Referring expression data:
[Start of section]

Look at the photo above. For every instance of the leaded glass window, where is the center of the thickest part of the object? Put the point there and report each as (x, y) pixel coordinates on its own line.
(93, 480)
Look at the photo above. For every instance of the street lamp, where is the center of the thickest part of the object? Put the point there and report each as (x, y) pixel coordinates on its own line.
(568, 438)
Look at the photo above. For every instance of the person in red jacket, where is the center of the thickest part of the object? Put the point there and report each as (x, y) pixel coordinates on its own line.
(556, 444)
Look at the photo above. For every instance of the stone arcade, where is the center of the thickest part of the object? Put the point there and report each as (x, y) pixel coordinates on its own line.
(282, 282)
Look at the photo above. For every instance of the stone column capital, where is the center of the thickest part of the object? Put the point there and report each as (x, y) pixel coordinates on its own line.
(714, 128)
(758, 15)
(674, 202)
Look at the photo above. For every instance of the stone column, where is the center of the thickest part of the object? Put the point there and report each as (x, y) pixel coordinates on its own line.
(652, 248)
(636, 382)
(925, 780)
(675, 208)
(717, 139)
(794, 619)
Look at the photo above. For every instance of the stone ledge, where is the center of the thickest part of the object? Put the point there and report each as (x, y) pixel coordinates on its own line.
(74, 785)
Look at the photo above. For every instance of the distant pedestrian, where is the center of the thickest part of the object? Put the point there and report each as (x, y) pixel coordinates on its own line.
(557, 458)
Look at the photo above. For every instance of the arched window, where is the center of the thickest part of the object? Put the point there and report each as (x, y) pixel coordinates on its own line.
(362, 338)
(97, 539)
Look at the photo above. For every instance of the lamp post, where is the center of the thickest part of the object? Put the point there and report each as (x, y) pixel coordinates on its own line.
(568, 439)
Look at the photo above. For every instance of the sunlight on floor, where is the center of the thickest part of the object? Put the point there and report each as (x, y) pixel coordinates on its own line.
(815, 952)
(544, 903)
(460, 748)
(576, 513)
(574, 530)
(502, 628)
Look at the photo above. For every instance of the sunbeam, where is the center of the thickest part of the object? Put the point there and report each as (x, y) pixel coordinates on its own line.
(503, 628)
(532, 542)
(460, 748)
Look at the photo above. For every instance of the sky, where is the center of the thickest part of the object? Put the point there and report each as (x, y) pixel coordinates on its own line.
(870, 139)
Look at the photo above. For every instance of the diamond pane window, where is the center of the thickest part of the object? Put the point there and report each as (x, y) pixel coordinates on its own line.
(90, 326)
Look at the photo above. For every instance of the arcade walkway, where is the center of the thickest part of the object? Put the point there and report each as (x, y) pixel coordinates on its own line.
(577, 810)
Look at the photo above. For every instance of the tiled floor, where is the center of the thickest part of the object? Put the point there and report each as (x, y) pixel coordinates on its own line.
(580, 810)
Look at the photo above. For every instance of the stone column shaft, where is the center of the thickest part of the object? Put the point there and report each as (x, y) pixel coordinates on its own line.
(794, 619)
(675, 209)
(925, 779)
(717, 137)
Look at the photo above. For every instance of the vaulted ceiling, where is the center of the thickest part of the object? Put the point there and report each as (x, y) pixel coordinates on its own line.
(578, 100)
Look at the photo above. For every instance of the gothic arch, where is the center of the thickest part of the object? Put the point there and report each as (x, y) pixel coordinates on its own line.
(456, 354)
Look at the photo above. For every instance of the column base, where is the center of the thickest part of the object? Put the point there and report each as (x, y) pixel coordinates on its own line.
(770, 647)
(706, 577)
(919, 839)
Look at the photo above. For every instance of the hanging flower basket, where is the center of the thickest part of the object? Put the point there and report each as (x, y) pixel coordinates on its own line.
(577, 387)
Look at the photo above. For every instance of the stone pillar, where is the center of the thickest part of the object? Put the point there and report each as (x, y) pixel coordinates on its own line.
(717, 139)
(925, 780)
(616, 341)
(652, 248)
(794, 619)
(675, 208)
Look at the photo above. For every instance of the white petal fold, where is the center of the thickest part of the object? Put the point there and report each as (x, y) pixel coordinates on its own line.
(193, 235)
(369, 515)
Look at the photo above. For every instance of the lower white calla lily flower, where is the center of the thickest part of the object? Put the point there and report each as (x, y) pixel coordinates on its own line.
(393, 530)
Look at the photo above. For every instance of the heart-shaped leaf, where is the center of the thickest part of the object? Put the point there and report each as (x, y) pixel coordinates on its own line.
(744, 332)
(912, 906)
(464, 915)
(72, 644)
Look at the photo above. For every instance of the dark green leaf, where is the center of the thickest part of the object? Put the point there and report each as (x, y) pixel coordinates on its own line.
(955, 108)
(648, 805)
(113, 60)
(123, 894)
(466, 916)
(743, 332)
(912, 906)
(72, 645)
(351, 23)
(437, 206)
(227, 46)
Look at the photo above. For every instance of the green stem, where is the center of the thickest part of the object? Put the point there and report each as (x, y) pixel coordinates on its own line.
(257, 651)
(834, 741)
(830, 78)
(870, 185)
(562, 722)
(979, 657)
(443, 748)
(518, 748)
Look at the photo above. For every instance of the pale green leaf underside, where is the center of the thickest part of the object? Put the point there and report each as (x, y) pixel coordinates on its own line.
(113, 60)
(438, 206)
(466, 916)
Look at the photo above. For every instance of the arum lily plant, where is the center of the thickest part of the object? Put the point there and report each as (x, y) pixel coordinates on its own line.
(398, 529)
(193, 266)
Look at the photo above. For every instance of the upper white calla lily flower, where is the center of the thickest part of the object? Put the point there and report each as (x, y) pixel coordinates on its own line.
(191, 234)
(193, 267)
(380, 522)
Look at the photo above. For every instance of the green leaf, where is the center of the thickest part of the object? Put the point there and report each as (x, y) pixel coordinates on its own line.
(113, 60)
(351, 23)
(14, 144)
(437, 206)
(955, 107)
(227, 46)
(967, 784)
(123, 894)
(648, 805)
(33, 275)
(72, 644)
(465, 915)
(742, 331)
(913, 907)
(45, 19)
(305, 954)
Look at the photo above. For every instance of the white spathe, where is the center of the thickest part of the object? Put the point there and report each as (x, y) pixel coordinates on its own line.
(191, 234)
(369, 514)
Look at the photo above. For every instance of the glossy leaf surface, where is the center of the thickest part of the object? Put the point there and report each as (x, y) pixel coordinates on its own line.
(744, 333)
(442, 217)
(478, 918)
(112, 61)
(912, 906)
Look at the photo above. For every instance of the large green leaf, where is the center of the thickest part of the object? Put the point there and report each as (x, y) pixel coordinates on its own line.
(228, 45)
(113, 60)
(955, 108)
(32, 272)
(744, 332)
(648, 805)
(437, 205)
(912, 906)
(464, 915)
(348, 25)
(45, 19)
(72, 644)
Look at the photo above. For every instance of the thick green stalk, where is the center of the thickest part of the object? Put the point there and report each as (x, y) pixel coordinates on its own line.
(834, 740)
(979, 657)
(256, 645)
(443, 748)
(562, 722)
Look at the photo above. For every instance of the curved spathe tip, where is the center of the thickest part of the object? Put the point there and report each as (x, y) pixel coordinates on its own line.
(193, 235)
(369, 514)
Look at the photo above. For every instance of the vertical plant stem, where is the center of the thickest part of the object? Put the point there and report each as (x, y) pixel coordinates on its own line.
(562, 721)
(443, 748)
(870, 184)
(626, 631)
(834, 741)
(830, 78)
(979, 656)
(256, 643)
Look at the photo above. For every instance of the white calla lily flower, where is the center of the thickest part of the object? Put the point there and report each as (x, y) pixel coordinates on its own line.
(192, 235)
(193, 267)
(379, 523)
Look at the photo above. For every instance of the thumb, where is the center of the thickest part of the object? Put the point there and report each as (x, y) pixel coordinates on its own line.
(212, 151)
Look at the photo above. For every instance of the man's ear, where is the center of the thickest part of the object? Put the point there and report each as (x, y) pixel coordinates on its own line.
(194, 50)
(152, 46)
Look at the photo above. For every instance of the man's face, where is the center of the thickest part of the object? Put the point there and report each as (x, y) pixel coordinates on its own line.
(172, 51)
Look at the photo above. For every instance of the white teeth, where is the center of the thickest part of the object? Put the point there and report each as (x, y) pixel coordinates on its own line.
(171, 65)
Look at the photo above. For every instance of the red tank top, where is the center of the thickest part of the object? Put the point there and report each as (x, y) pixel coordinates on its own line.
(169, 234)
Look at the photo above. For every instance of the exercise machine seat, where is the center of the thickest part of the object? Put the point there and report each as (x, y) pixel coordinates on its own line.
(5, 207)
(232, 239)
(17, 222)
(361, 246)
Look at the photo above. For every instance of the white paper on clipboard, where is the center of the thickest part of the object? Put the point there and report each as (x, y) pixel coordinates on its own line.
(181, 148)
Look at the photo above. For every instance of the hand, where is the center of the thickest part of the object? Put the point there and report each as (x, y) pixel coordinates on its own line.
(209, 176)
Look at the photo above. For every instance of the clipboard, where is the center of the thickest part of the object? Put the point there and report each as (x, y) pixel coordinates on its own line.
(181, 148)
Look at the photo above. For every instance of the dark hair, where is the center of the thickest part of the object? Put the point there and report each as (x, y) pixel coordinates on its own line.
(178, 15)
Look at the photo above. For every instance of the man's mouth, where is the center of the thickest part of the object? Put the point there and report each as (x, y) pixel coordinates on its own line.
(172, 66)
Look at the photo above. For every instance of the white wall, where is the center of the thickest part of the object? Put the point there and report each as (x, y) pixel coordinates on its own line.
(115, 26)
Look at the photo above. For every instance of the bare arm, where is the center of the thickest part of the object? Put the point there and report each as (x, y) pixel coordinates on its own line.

[End of section]

What this task involves: With the line containing "the clipboard, where" as the first and the last line of the data as the final one, copy every line between them exactly, those two included.

Response to the task:
Look at the photo above. For every instance of the clipboard, where is the center of the thickest part of the object? Put the point there and report each as (x, y) pixel coordinates on its own line.
(181, 148)
Look at the photo above. For every instance of the dark hair, where is the center of the thickest part of the object? Put the point there and report each as (x, y) pixel coordinates on its own line.
(178, 15)
Look at the photo above. For every instance of the man's mouth, where is the center of the thickest part of the object? Put the point there and report each as (x, y) pixel coordinates on its own line.
(172, 66)
Look at the photo above. For every instance of the white wall, where is the center of the thickest part of the object? Put the point there and report each as (x, y) pixel coordinates on its own line.
(115, 26)
Look at the photo above. For every instance of the bare arm, where is the center of the thickest part of the object? Put the point there and report each as (x, y) pixel coordinates on its own line.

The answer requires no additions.